* Exercises to complete
(a) According to the article on National Grid's winter outlook, what de-rated capacity margin did National Grid obtain for the 2015/16 winter?
(b) Extend the article on National Grid's winter demand outlook with a few more sentences that follow on from its final paragraph.

* Source text

The grid operator yesterday published its Winter Review and Consultation document, outlining its expectations for transmission system demand throughout this winter.

Within it National Grid said it expected the de-rated margin range for the winter period 2016/17 to be between 3.7GW and 4.9GW, equivalent to between 6.8% and 8.2% of underlying demand and, crucially, 7.2% and 9.9% of transmission system demand.

For the 2015/16 winter period National Grid obtained a de-rated capacity margin of 5.1%.

The margin has been boosted, National Grid said, by the advent of the capacity market which will deliver additional reserve capacity should the grid require it for the first time this winter. This includes a number of the 500MW of battery storage projects which won 15-year contracts under the capacity market auction late last year.

The increased margin follows frequent reports linking increased seasonal demand over the winter period with rolling blackouts, an occurrence said to be highly unlikely by National Grid. Former chief executive of National Grid Steve Holliday repeatedly said that such stories were unfounded and exaggerated during his time at the system operater.

* Source data

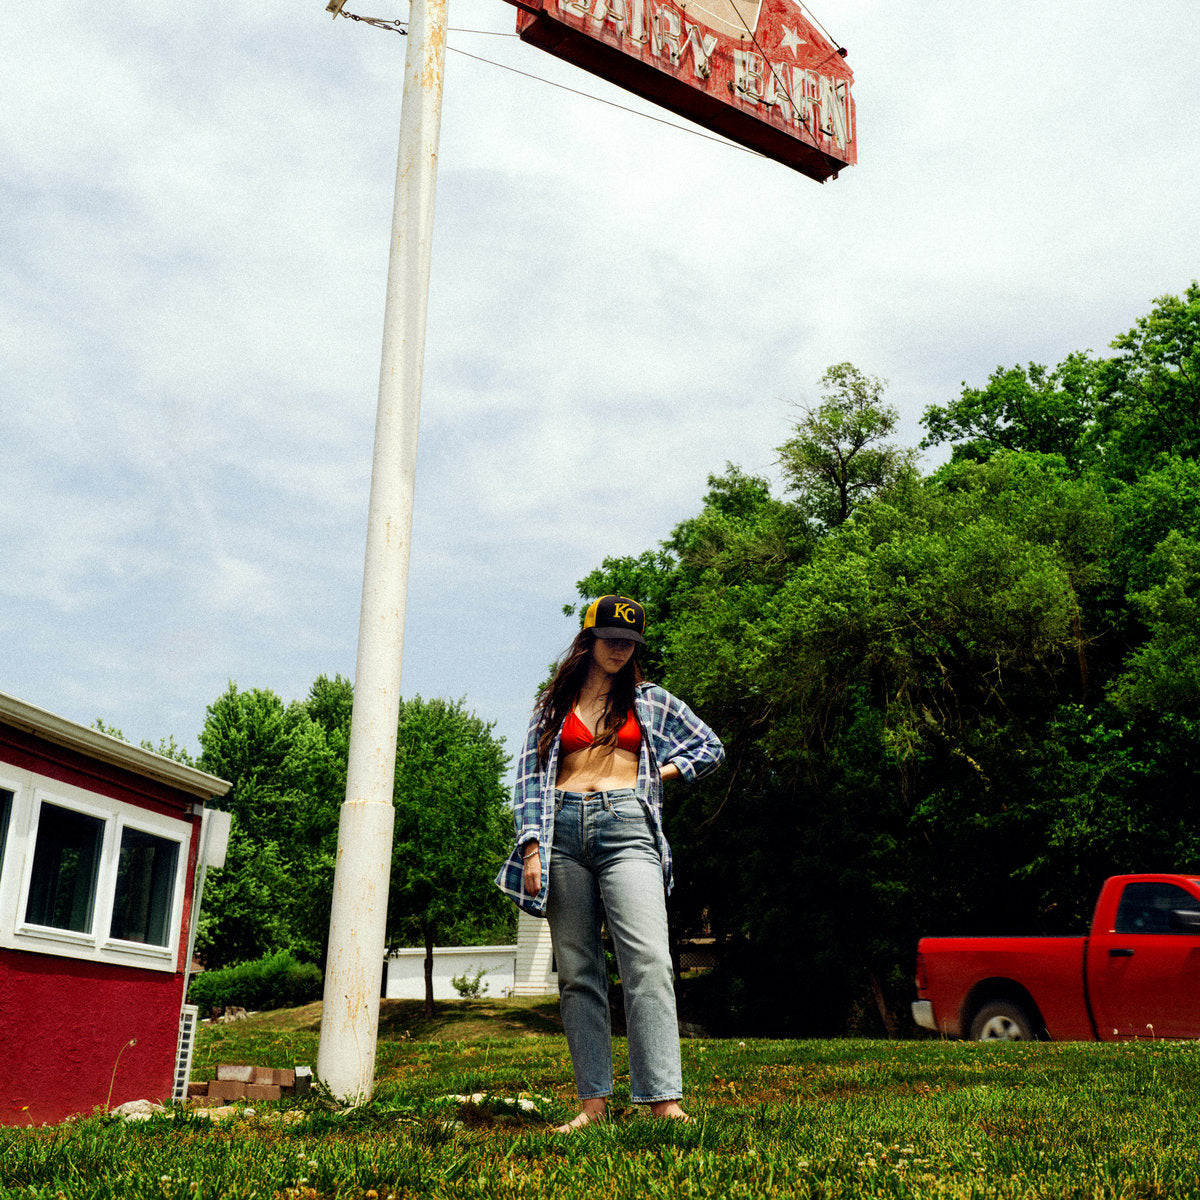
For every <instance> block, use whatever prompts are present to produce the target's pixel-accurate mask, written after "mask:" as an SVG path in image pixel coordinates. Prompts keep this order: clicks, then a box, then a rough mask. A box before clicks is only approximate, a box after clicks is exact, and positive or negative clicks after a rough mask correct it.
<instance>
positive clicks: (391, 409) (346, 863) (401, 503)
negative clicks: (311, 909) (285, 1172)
mask: <svg viewBox="0 0 1200 1200" xmlns="http://www.w3.org/2000/svg"><path fill="white" fill-rule="evenodd" d="M445 30H446V0H413V4H412V12H410V16H409V28H408V50H407V55H406V59H404V95H403V108H402V112H401V126H400V150H398V154H397V158H396V200H395V209H394V212H392V227H391V254H390V258H389V263H388V299H386V306H385V310H384V336H383V360H382V364H380V367H379V407H378V410H377V414H376V440H374V460H373V462H372V468H371V502H370V512H368V516H367V550H366V563H365V566H364V572H362V610H361V614H360V618H359V650H358V661H356V665H355V672H354V718H353V721H352V724H350V760H349V772H348V776H347V781H346V803H344V804H343V805H342V814H341V822H340V826H338V833H337V869H336V872H335V875H334V905H332V911H331V912H330V920H329V958H328V961H326V966H325V1002H324V1007H323V1009H322V1016H320V1048H319V1050H318V1051H317V1075H318V1078H319V1079H320V1080H322V1082H324V1084H325V1085H326V1086H328V1087H329V1090H330V1092H331V1093H332V1094H334V1096H335V1097H336V1098H337V1099H340V1100H342V1102H343V1103H346V1104H361V1103H364V1102H365V1100H367V1099H370V1098H371V1093H372V1090H373V1085H374V1056H376V1040H377V1038H378V1033H379V979H380V974H382V972H383V952H384V935H385V923H386V913H388V878H389V875H390V870H391V833H392V822H394V810H392V786H394V780H395V770H396V721H397V718H398V714H400V671H401V662H402V660H403V649H404V602H406V593H407V588H408V556H409V544H410V534H412V526H413V490H414V476H415V472H416V433H418V425H419V421H420V410H421V367H422V365H424V356H425V314H426V308H427V301H428V282H430V248H431V241H432V236H433V194H434V190H436V185H437V160H438V132H439V127H440V124H442V83H443V68H444V64H445Z"/></svg>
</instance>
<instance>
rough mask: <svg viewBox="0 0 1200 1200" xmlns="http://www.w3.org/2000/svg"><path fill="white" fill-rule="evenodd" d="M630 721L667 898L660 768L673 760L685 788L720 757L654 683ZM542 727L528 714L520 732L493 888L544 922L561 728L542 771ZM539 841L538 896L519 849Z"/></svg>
mask: <svg viewBox="0 0 1200 1200" xmlns="http://www.w3.org/2000/svg"><path fill="white" fill-rule="evenodd" d="M634 715H635V716H636V718H637V724H638V725H640V726H641V727H642V746H641V751H640V754H638V758H637V798H638V799H640V800H641V802H642V804H644V805H646V810H647V812H648V814H649V816H650V824H652V827H653V829H654V838H655V841H656V842H658V847H659V858H660V859H661V860H662V884H664V887H665V888H666V890H667V894H668V895H670V893H671V887H672V884H673V869H672V862H671V847H670V846H668V845H667V839H666V836H665V834H664V833H662V775H661V768H662V767H665V766H666V764H667V763H670V762H673V763H674V764H676V767H678V768H679V774H680V776H682V778H683V779H684V780H686V781H688V782H691V781H692V780H694V779H700V778H701V776H702V775H707V774H708V773H709V772H710V770H715V769H716V767H719V766H720V763H721V760H724V757H725V749H724V748H722V746H721V742H720V738H718V736H716V734H715V733H714V732H713V731H712V730H710V728H709V727H708V726H707V725H706V724H704V722H703V721H702V720H701V719H700V718H698V716H696V714H695V713H694V712H692V710H691V709H690V708H689V707H688V706H686V704H685V703H684V702H683V701H682V700H677V698H676V697H674V696H672V695H671V692H668V691H666V690H665V689H664V688H660V686H658V684H652V683H643V684H638V685H637V691H636V694H635V696H634ZM540 728H541V724H540V716H539V713H538V710H536V709H535V710H534V715H533V719H532V720H530V722H529V732H528V733H527V734H526V742H524V749H523V750H522V752H521V758H520V760H518V762H517V781H516V787H515V788H514V803H512V817H514V821H515V823H516V835H517V836H516V845H515V846H514V848H512V853H511V854H509V857H508V859H505V862H504V865H503V866H502V868H500V874H499V875H497V877H496V886H497V887H498V888H499V889H500V890H502V892H503V893H504V894H505V895H508V896H509V898H510V899H511V900H512V901H514V902H515V904H516V905H517V907H520V908H523V910H524V911H526V912H528V913H532V914H533V916H534V917H545V916H546V900H547V898H548V896H550V875H551V871H550V868H551V857H550V848H551V846H553V844H554V780H556V779H557V778H558V748H559V743H560V740H562V736H563V731H562V730H559V731H558V733H557V734H556V737H554V740H553V743H552V744H551V748H550V756H548V757H547V760H546V766H545V768H542V767H540V766H539V763H538V736H539V732H540ZM534 839H536V840H538V853H539V856H540V858H541V890H540V892H539V893H538V894H536V895H535V896H534V895H529V894H528V893H527V892H526V889H524V864H523V862H522V858H521V854H522V850H523V847H524V846H526V845H527V844H528V842H530V841H533V840H534Z"/></svg>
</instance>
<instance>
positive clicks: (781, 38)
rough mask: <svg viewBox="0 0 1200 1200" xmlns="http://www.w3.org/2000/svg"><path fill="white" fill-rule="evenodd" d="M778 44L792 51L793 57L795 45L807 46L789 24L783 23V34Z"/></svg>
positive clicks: (807, 45)
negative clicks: (779, 42)
mask: <svg viewBox="0 0 1200 1200" xmlns="http://www.w3.org/2000/svg"><path fill="white" fill-rule="evenodd" d="M780 44H781V46H784V47H786V48H787V49H790V50H791V52H792V56H793V58H794V56H796V50H797V47H800V46H808V44H809V43H808V42H806V41H805V40H804V38H803V37H800V35H799V34H797V32H796V30H794V29H792V28H791V25H785V26H784V36H782V38H781V40H780Z"/></svg>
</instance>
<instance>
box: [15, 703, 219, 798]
mask: <svg viewBox="0 0 1200 1200" xmlns="http://www.w3.org/2000/svg"><path fill="white" fill-rule="evenodd" d="M0 722H2V724H5V725H11V726H13V727H14V728H18V730H24V731H26V732H29V733H35V734H37V737H40V738H42V739H44V740H46V742H53V743H54V744H55V745H60V746H66V748H67V749H68V750H76V751H78V752H79V754H84V755H86V756H88V757H89V758H98V760H100V761H101V762H107V763H110V764H112V766H114V767H124V768H125V769H126V770H131V772H133V773H134V774H136V775H142V776H143V778H145V779H154V780H157V781H158V782H160V784H167V785H168V786H170V787H176V788H179V790H180V791H184V792H188V793H190V794H191V796H198V797H200V799H203V800H206V799H210V798H211V797H215V796H224V794H226V792H228V791H229V788H230V787H232V786H233V785H232V784H229V782H228V781H227V780H223V779H217V776H216V775H210V774H208V772H203V770H197V769H196V768H194V767H188V766H186V764H185V763H181V762H175V760H174V758H164V757H163V756H162V755H161V754H155V752H154V751H152V750H143V749H142V746H136V745H133V744H132V743H130V742H122V740H121V739H120V738H114V737H113V736H112V734H108V733H101V732H100V730H89V728H88V727H86V726H85V725H77V724H76V722H74V721H68V720H67V719H66V718H65V716H55V715H54V713H48V712H47V710H46V709H44V708H37V707H36V706H35V704H26V703H25V701H23V700H17V697H16V696H8V695H6V694H5V692H2V691H0Z"/></svg>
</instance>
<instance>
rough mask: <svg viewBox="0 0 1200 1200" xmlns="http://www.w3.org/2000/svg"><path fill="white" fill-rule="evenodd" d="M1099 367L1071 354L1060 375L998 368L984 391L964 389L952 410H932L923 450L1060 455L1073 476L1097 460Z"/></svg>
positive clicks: (982, 455) (980, 453) (1066, 359)
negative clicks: (1093, 435)
mask: <svg viewBox="0 0 1200 1200" xmlns="http://www.w3.org/2000/svg"><path fill="white" fill-rule="evenodd" d="M1097 388H1098V370H1097V362H1096V360H1093V359H1092V358H1091V356H1090V355H1087V354H1069V355H1068V356H1067V358H1066V360H1063V362H1061V364H1060V365H1058V366H1057V367H1055V368H1054V371H1048V370H1046V367H1044V366H1042V365H1039V364H1037V362H1031V364H1030V365H1028V367H1027V368H1026V367H1008V368H1004V367H996V370H995V371H994V372H992V374H991V378H990V379H989V380H988V384H986V386H984V388H971V386H968V385H967V384H965V383H964V384H962V394H961V395H960V396H959V398H958V400H955V401H952V402H950V403H949V404H946V406H938V404H930V406H929V407H928V408H926V409H925V414H924V416H923V418H922V424H923V425H924V426H925V430H926V434H925V438H924V439H923V440H922V443H920V444H922V448H924V449H929V448H931V446H936V445H942V444H944V443H952V444H953V450H952V454H953V457H954V458H955V460H959V458H968V460H985V458H989V457H990V456H991V455H994V454H996V452H998V451H1002V450H1016V451H1026V452H1033V454H1049V455H1058V456H1061V457H1062V460H1063V461H1064V462H1066V463H1067V466H1068V467H1069V468H1072V469H1073V470H1078V469H1080V468H1082V467H1084V466H1085V464H1086V462H1088V461H1090V460H1091V438H1090V434H1091V430H1092V421H1093V418H1094V413H1096V404H1097Z"/></svg>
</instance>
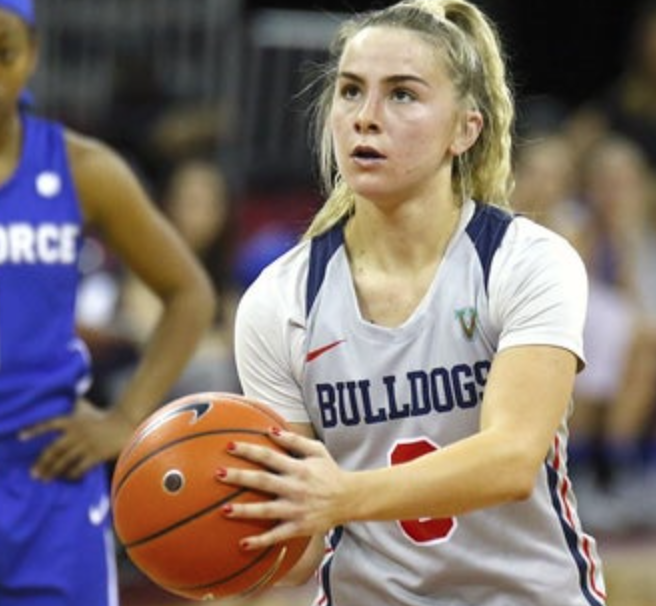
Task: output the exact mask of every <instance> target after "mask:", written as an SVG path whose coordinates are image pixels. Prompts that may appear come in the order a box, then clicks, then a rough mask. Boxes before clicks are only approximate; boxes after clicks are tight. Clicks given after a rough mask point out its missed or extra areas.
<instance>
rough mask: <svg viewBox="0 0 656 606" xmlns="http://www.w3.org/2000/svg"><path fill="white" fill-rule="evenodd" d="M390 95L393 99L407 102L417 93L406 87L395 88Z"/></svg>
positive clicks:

* Results by task
(a) 5.1%.

(b)
Jonathan Marshall, energy analyst at the Energy and Climate Intelligence Unit, said it was time for the country’s media to “move on” from suggestions of blackouts.

“This is the second successive annual increase in the grid’s capacity margin and with upper estimations of excess capacity nudging 10%, the security of supply debate is largely settled in the medium term,” he said.

However Marshall did criticise the capacity market mechanism’s design, saying it had acted as a “direct subsidy” for fossil fuels.

“While it [the capacity market] ensures there is adequate capacity for the foreseeable future, the government can and should look at amending it so that it incentivises the bill-cutting technologies of tomorrow, such as storage and demand shifting, rather than those of yesterday,” he added.